## Given entries
* * * * *
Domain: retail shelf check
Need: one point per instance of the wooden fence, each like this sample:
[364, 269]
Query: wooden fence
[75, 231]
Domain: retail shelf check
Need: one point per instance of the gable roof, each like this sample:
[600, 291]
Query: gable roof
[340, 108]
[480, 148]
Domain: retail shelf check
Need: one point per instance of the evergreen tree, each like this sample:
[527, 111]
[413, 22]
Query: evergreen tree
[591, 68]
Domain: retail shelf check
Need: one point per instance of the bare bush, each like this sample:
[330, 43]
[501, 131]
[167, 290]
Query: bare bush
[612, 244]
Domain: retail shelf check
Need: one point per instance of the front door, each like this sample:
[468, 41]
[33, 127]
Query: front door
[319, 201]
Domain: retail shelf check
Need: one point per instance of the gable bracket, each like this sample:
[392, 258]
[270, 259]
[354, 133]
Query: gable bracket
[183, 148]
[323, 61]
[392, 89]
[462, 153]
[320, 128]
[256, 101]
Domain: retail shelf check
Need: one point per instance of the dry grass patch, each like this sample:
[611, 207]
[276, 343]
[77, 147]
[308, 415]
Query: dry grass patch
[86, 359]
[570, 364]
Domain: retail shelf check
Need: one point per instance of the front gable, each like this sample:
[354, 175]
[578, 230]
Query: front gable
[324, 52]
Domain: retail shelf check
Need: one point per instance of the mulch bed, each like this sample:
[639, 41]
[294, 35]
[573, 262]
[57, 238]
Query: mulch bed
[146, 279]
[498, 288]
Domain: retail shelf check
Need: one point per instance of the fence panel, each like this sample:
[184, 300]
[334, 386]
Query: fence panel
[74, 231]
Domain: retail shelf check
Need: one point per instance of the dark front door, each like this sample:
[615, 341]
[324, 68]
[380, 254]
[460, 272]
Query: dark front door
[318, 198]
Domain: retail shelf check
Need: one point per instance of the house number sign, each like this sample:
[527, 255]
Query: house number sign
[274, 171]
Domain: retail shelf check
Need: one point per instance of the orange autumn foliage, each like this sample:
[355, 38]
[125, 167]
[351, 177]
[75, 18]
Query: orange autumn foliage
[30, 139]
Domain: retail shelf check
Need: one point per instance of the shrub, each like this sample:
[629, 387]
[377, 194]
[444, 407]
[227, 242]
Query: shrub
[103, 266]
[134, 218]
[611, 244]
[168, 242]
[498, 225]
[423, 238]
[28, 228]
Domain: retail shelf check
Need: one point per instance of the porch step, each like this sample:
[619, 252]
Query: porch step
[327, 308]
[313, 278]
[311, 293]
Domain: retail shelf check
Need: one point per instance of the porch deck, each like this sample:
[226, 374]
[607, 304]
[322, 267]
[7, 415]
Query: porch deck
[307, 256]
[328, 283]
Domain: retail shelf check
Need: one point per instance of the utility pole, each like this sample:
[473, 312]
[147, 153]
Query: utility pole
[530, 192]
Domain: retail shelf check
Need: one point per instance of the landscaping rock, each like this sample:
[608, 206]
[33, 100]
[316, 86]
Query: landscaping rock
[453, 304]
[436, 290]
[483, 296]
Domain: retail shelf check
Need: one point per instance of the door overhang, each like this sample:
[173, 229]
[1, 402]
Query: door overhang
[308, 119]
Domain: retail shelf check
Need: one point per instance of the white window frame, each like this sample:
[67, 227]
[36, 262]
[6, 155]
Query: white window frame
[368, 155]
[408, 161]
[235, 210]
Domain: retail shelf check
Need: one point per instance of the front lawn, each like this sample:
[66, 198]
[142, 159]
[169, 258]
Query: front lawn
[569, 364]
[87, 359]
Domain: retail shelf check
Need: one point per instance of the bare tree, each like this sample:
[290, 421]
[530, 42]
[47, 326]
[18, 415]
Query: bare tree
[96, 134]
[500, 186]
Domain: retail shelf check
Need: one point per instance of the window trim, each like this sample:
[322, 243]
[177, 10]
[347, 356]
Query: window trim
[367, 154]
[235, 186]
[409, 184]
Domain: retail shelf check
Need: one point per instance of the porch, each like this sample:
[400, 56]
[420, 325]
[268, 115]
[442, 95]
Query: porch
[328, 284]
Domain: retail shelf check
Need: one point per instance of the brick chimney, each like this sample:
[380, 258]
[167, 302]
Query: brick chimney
* * * * *
## Directions
Produce a verbatim transcription of the entries above.

## In response
Domain: retail shelf check
Need: one point per instance of the wooden fence, each like this sample:
[364, 269]
Query: wooden fence
[75, 231]
Domain: retail shelf check
Need: one point per instance of the gable roof, each like this sample:
[600, 291]
Query: gable roof
[340, 108]
[480, 148]
Domain: retail shelf check
Need: one point per instance of the evergreen tree, each like this sample:
[527, 111]
[413, 22]
Query: evergreen tree
[591, 68]
Domain: retail shelf check
Need: one point per instance of the bare bush, each like this sample:
[330, 43]
[501, 131]
[167, 290]
Query: bare bush
[612, 244]
Domain: retail shelf check
Need: one point per instance of the front door, each like this sample:
[468, 41]
[33, 127]
Query: front door
[319, 201]
Domain: retail shelf check
Need: one point per instance of the gable bracket, each like this sample:
[392, 258]
[270, 259]
[354, 133]
Query: gable bracket
[183, 148]
[323, 61]
[392, 89]
[462, 153]
[320, 128]
[256, 101]
Domain: retail shelf check
Need: one point per instance of the dry grass patch, each like this sample:
[611, 207]
[276, 343]
[77, 147]
[308, 415]
Query: dry grass patch
[86, 359]
[570, 364]
Domain: retail shelf check
Need: one point per instance of the front gable, each like this sample:
[354, 175]
[578, 230]
Query: front gable
[324, 52]
Domain: retail shelf check
Need: one point per instance of the mulch bed, each like this sample:
[639, 41]
[294, 35]
[573, 262]
[57, 238]
Query: mulch bed
[146, 279]
[498, 288]
Domain: retail shelf check
Need: one point per instance of the fence panel, each like this sample:
[184, 300]
[334, 386]
Query: fence panel
[74, 231]
Domain: retail shelf check
Need: one point per instance of the dark front door, each like this sample:
[615, 341]
[324, 68]
[380, 254]
[460, 272]
Query: dark front door
[318, 198]
Domain: retail shelf check
Need: one point per instance of the house number sign, each like this sample:
[527, 255]
Query: house number sign
[274, 171]
Domain: retail shelf check
Need: one point per instance of the orange autumn foliage, each like this sample:
[355, 38]
[125, 167]
[351, 177]
[75, 18]
Query: orange autumn foliage
[30, 139]
Domain: retail shelf check
Need: one point per instance of the shrub, each like this sample:
[629, 387]
[377, 194]
[444, 407]
[227, 242]
Query: shrub
[103, 266]
[134, 218]
[611, 244]
[168, 242]
[498, 225]
[423, 238]
[28, 228]
Domain: retail shelf check
Need: one point per instance of the porch step, each like this sample:
[619, 252]
Query: porch step
[327, 308]
[313, 278]
[311, 293]
Domain: retail shelf check
Need: one point per instance of the porch deck, each like this sample:
[226, 374]
[607, 304]
[322, 267]
[7, 415]
Query: porch deck
[307, 256]
[328, 283]
Domain: retail shelf check
Need: one point per instance of the utility pole, each like this sample:
[473, 312]
[147, 153]
Query: utility pole
[530, 192]
Domain: retail shelf check
Need: one point per instance of the landscaping rock, each like this sample:
[608, 206]
[33, 100]
[316, 86]
Query: landscaping rock
[453, 304]
[436, 290]
[483, 296]
Domain: retail shelf check
Need: one point per instance of the door overhang, each like this sample:
[173, 229]
[1, 402]
Query: door overhang
[308, 119]
Domain: retail shelf check
Need: one point per instance of the white window frame, each like this sample:
[67, 227]
[36, 262]
[6, 155]
Query: white window frame
[368, 155]
[408, 161]
[235, 210]
Domain: retail shelf check
Need: one point per instance of the front lawn, each like this sample:
[66, 198]
[142, 159]
[169, 258]
Query: front lawn
[569, 364]
[87, 359]
Domain: retail shelf check
Need: one point per instance of the bare tree, each like this sample:
[290, 421]
[530, 42]
[47, 326]
[18, 415]
Query: bare tree
[96, 134]
[500, 186]
Domain: retail shelf check
Need: one point per instance of the window trim, each like this sample:
[322, 243]
[177, 10]
[347, 356]
Query: window trim
[367, 154]
[235, 186]
[409, 184]
Domain: retail shelf check
Need: one point per instance of the porch, each like this sample:
[400, 56]
[420, 325]
[268, 115]
[442, 95]
Query: porch
[328, 284]
Domain: retail shelf check
Need: one point per instance of the brick chimney, each like this sample:
[380, 258]
[167, 302]
Query: brick chimney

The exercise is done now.